» **Input rows**:
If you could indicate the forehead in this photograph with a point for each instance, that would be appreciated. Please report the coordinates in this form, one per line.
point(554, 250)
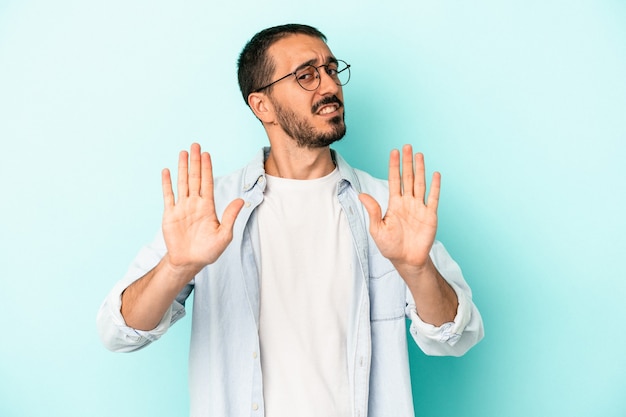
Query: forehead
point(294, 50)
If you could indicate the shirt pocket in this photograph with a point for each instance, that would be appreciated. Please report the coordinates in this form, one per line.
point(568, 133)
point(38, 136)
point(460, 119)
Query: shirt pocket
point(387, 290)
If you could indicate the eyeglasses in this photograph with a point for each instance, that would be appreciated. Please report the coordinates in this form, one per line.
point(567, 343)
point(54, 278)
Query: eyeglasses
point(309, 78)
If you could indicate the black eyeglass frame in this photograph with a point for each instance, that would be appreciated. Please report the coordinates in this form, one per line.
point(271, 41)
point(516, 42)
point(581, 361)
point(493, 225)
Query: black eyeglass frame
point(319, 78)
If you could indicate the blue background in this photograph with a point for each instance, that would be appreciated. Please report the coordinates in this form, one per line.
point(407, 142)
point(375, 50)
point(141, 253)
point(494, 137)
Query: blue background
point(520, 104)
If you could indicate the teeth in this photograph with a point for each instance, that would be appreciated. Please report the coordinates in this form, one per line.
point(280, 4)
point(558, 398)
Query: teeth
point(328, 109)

* * *

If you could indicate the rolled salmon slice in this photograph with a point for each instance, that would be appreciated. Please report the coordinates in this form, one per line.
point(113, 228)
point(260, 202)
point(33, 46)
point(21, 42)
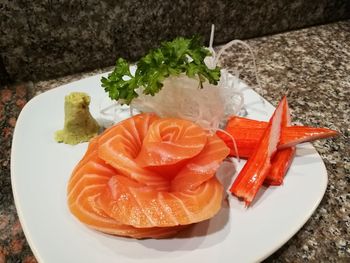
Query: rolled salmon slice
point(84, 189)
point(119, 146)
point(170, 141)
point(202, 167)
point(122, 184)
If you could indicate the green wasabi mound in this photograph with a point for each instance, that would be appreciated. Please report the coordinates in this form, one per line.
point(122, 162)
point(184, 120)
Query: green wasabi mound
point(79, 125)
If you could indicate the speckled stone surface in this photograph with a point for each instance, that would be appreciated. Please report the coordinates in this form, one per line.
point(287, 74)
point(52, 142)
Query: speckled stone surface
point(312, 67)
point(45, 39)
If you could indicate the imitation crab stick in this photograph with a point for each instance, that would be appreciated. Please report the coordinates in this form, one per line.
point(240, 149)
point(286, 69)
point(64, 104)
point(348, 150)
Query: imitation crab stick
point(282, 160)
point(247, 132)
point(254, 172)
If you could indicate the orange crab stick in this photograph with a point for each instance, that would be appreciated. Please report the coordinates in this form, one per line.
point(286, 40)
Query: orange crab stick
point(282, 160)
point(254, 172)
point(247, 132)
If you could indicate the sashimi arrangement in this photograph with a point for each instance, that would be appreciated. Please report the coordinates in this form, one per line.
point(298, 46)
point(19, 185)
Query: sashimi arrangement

» **Your instructions**: Reproduce the portion of the listing that opens with the line containing "If you could indicate the orange" and closes with the line containing "Query: sashimi arrangement", substituting "orange surimi stick" for every occurrence of "orange crab stick" and leaving everything else as it is.

» **Finished answer**:
If you could indicate the orange surimi stick in this photograph with a point for each instance, that would be appreciated. Please report the coordinates in this form, one per line.
point(286, 40)
Query: orange surimi stick
point(282, 160)
point(254, 172)
point(247, 132)
If you could indicate the sashimi arrangement in this photograph with a point for each instance, that would be appreciated. Please report the coordinates in this form, one per line.
point(298, 46)
point(19, 185)
Query: sashimi arrangement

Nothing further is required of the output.